Referring expression data
• • • • •

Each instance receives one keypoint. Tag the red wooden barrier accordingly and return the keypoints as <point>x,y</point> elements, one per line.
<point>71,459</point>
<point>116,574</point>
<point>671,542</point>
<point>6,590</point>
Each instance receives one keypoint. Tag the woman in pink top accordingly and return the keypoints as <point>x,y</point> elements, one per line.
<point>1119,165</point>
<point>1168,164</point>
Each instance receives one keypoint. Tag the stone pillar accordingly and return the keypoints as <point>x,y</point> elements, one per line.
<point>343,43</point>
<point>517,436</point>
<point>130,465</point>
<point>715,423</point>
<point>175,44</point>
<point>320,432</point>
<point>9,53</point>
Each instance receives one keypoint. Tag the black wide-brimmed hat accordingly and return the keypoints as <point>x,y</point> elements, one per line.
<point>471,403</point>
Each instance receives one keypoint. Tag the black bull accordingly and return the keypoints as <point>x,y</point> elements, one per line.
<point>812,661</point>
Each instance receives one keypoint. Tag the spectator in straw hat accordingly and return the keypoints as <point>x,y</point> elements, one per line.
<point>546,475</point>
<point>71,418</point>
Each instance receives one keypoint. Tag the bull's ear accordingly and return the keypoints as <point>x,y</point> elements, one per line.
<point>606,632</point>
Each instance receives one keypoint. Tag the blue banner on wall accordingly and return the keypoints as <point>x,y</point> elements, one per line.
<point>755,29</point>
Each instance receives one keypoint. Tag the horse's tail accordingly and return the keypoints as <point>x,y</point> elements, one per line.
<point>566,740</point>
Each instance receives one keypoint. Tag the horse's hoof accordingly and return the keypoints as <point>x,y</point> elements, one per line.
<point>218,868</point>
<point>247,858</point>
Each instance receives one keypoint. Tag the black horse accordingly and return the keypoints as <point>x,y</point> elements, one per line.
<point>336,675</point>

• • • • •

Try it:
Start at the first line and transcribe the data exactly through the last.

Task response:
Each instance receives one keypoint. Tag the red wooden barrier accordingly and return the keypoints as <point>x,y</point> elements, one per line.
<point>71,459</point>
<point>116,574</point>
<point>671,542</point>
<point>6,590</point>
Each instance receives one keypoint. Tag the woman in pink top accordingly and return the keypoints as <point>x,y</point> elements, one per line.
<point>1119,165</point>
<point>1168,164</point>
Each instance receives one keypoint. Tag the stone pillar accordingly and return the keypoints as <point>x,y</point> elements, one per line.
<point>343,43</point>
<point>517,436</point>
<point>130,465</point>
<point>715,423</point>
<point>175,44</point>
<point>320,432</point>
<point>9,53</point>
Each instance receives one keypoint. Tag the black wide-brimmed hat accordingly and return the keypoints as <point>x,y</point> elements, one per line.
<point>471,403</point>
Each instance receives one keypoint. Tag the black bull accordingly and return the keypoints as <point>x,y</point> elements, one per line.
<point>812,661</point>
Each instance receives one keypoint. Tag the spectator in straw hat accordingly and return the keypoints as <point>x,y</point> elements, one per line.
<point>546,475</point>
<point>71,418</point>
Each instance receives one keypoint. Tag the bull's ear accordingly and return the keypoints as <point>x,y</point> elements, one per line.
<point>606,632</point>
Each instance receives one keypoint. Tag the blue banner on wall accordingly and return the keypoints as <point>x,y</point> elements, one per line.
<point>755,29</point>
Each instance receives one keypoint. Tag the horse's tail accordingly and return the keypoints as <point>x,y</point> elements, one per line.
<point>566,740</point>
Each instance receives one keypoint. Tag the horse's hoof accordingly and return the keypoints as <point>x,y</point> elements, one per line.
<point>218,868</point>
<point>247,858</point>
Each instance receives one keypoint. Tag the black horse accordingly and return the keypoints as <point>x,y</point> elements, one per line.
<point>336,675</point>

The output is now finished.